__Extrait choisi__.
---

Traduit du catalan par Edmond Raillard
Il y a longtemps que je n'avais lu quelque chose d'aussi impressionnant. Je n'irai pas jusqu'à écrire le mot «monument» à l'instar de "La Libre", mais il est certain que l'ampleur, la gravité du sujet et le millier de pages inclinent à conférer des superlatifs au "Confiteor" du catalan Jaume Cabré. La manière est pareillement étonnante, avec des sauts abrupts d'un époque à l'autre, sans transitions ni interlignes On découvre, par exemple, un inquisiteur du 15e siècle qui devient, dans le même paragraphe, et sous le même nom, Oberlagerführer [chef de camp] d’Auschwitz en 1944 [Babel p 359]. J'ai trouvé ces sauts d'époque dynamisants ; établissant des ponts, ils contribuent à une vision universelle, atemporelle, de ce qui devient le centre des préoccupations du narrateur Adria Ardévol, le mal.
Il y a tant de destins mêlés, tant de personnages dans "Confiteor" qu'un index des noms regroupés par époque (dramatis personæ) est fourni en fin de volume : époque contemporaine (20e siècle), Adria et ses proches ; 1914-18, université pontificale de Rome ; 1940-50, police de Barcelone ; 14e et 15e siècles, inquisition catholique ; 17e et 18e siècles, chanteur de bois et luthiers ; 13e siècle, lapidation à Al-Hisw ; enfin la seconde guerre mondiale et le nazisme.

---

__Liste des données__.
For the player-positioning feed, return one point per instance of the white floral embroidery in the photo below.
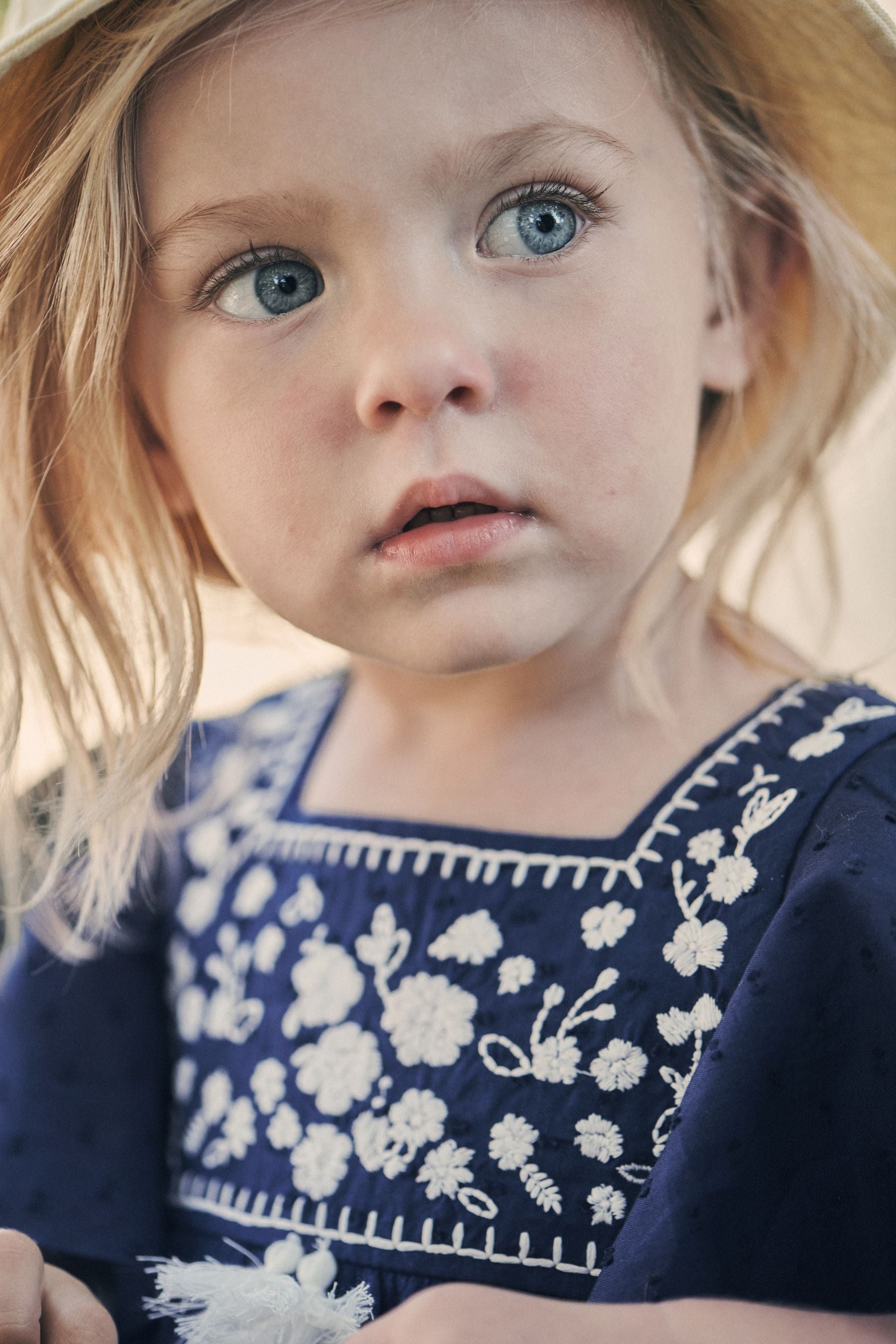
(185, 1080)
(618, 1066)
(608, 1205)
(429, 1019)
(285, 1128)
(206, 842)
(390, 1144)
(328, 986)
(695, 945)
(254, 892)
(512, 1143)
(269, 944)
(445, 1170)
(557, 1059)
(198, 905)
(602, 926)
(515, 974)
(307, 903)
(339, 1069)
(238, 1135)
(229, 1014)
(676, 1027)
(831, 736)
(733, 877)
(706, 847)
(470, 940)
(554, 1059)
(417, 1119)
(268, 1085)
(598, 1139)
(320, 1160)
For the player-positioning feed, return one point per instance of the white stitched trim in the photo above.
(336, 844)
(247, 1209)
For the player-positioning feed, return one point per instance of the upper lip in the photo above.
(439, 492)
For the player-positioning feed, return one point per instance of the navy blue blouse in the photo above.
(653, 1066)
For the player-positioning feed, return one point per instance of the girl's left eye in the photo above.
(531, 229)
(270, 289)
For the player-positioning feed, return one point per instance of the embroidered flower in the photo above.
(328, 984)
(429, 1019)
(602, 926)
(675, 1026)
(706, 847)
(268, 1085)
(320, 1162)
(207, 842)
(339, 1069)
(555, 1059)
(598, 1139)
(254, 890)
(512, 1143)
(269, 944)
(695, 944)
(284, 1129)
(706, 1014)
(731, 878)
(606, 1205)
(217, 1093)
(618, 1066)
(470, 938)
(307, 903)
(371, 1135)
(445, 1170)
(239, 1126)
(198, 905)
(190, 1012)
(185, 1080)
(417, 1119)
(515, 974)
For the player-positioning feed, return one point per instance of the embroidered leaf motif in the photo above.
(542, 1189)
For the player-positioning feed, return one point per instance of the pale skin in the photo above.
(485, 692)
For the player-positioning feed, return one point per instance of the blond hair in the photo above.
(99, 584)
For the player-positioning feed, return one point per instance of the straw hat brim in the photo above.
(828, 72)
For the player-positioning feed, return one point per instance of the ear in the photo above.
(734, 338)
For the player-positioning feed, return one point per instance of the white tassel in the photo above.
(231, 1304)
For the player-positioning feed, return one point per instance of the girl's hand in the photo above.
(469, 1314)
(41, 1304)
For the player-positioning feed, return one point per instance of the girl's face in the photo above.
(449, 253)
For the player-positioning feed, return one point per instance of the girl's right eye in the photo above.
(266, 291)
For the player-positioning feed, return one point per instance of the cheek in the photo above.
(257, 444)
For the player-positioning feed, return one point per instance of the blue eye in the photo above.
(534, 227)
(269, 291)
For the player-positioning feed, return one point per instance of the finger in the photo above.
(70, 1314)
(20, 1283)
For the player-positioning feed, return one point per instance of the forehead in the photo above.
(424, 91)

---

__Consigne__.
Pouvez-vous recopier tel quel le passage de l'extrait sur « Confiteor » qui commence par « Traduit du catalan » et se poursuit jusqu'à « Ardévol, le mal. » ?

__Zone de réponse__.
Traduit du catalan par Edmond Raillard
Il y a longtemps que je n'avais lu quelque chose d'aussi impressionnant. Je n'irai pas jusqu'à écrire le mot «monument» à l'instar de "La Libre", mais il est certain que l'ampleur, la gravité du sujet et le millier de pages inclinent à conférer des superlatifs au "Confiteor" du catalan Jaume Cabré. La manière est pareillement étonnante, avec des sauts abrupts d'un époque à l'autre, sans transitions ni interlignes On découvre, par exemple, un inquisiteur du 15e siècle qui devient, dans le même paragraphe, et sous le même nom, Oberlagerführer [chef de camp] d’Auschwitz en 1944 [Babel p 359]. J'ai trouvé ces sauts d'époque dynamisants ; établissant des ponts, ils contribuent à une vision universelle, atemporelle, de ce qui devient le centre des préoccupations du narrateur Adria Ardévol, le mal.